=== Data excerpts ===

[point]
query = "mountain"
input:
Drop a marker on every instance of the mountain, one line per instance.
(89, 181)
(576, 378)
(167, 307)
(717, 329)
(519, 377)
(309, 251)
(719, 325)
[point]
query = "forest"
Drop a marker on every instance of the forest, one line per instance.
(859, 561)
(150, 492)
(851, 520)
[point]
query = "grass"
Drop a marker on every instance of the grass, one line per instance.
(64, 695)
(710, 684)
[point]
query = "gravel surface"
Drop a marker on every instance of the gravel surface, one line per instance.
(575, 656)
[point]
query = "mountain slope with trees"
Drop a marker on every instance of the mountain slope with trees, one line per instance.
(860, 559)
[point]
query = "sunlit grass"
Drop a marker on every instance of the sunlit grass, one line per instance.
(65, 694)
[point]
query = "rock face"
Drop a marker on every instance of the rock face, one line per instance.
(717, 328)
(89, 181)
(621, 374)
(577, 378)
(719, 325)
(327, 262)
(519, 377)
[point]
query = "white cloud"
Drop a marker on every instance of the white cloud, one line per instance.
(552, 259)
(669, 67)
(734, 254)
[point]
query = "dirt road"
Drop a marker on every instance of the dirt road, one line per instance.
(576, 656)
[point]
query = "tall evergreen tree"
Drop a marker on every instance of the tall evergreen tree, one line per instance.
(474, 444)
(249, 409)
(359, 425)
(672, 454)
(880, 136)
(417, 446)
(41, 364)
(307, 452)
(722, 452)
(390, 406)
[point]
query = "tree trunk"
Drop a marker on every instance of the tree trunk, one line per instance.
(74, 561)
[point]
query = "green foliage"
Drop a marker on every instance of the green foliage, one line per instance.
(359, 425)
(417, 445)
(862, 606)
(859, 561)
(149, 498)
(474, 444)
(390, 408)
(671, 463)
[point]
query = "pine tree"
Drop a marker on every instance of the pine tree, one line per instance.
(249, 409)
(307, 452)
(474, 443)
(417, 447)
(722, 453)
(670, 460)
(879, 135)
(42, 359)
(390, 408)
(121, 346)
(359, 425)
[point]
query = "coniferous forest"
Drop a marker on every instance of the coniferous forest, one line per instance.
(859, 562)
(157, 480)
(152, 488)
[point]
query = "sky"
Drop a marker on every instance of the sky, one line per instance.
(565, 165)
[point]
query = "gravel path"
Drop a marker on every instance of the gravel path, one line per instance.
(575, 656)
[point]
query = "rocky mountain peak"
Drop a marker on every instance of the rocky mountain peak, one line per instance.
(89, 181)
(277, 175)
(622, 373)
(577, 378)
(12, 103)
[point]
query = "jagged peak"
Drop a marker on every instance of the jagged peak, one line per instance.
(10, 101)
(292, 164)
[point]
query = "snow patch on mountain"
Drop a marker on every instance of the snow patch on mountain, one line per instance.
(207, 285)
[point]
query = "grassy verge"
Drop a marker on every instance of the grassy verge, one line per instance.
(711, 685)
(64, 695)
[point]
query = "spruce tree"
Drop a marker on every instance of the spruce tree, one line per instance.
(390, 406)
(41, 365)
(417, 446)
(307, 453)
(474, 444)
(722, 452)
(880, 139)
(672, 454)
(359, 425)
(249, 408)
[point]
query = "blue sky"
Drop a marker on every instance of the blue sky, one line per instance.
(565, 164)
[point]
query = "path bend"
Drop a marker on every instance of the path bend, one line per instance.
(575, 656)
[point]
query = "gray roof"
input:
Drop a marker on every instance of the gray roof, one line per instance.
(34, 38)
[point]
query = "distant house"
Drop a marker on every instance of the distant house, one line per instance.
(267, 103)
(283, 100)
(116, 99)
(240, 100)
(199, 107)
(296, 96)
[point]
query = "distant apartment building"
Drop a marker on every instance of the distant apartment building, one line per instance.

===
=== Data excerpts ===

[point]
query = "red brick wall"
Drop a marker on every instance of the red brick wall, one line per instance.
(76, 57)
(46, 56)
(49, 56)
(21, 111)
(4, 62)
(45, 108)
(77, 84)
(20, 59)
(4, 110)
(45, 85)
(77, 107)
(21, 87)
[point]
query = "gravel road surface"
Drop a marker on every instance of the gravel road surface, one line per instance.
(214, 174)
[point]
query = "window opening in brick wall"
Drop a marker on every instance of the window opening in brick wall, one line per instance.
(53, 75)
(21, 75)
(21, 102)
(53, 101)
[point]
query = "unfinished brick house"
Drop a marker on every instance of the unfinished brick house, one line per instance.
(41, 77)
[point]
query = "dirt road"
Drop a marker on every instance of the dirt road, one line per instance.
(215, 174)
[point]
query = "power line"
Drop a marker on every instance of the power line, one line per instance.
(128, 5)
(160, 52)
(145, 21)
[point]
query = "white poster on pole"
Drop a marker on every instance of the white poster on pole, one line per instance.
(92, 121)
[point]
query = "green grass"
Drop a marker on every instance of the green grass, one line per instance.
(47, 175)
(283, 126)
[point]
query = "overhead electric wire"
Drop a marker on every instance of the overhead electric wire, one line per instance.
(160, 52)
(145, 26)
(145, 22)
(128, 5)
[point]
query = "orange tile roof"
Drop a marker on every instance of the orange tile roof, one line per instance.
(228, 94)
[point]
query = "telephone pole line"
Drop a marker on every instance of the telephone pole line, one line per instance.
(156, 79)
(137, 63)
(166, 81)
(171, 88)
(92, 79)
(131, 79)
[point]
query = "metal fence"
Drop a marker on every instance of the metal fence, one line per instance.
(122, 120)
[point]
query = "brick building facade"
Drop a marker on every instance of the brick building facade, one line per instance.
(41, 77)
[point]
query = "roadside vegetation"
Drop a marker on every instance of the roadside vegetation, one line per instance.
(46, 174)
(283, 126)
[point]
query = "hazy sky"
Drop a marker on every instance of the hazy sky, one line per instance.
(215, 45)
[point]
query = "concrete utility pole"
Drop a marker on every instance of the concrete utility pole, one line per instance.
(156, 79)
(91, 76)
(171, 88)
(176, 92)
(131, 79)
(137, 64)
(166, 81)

===

Your goal »
Throughout the data above, report every line that contains the string "apartment".

Task answer »
query = "distant apartment building"
Drop a marker on every instance of the distant apartment building, one line per instance.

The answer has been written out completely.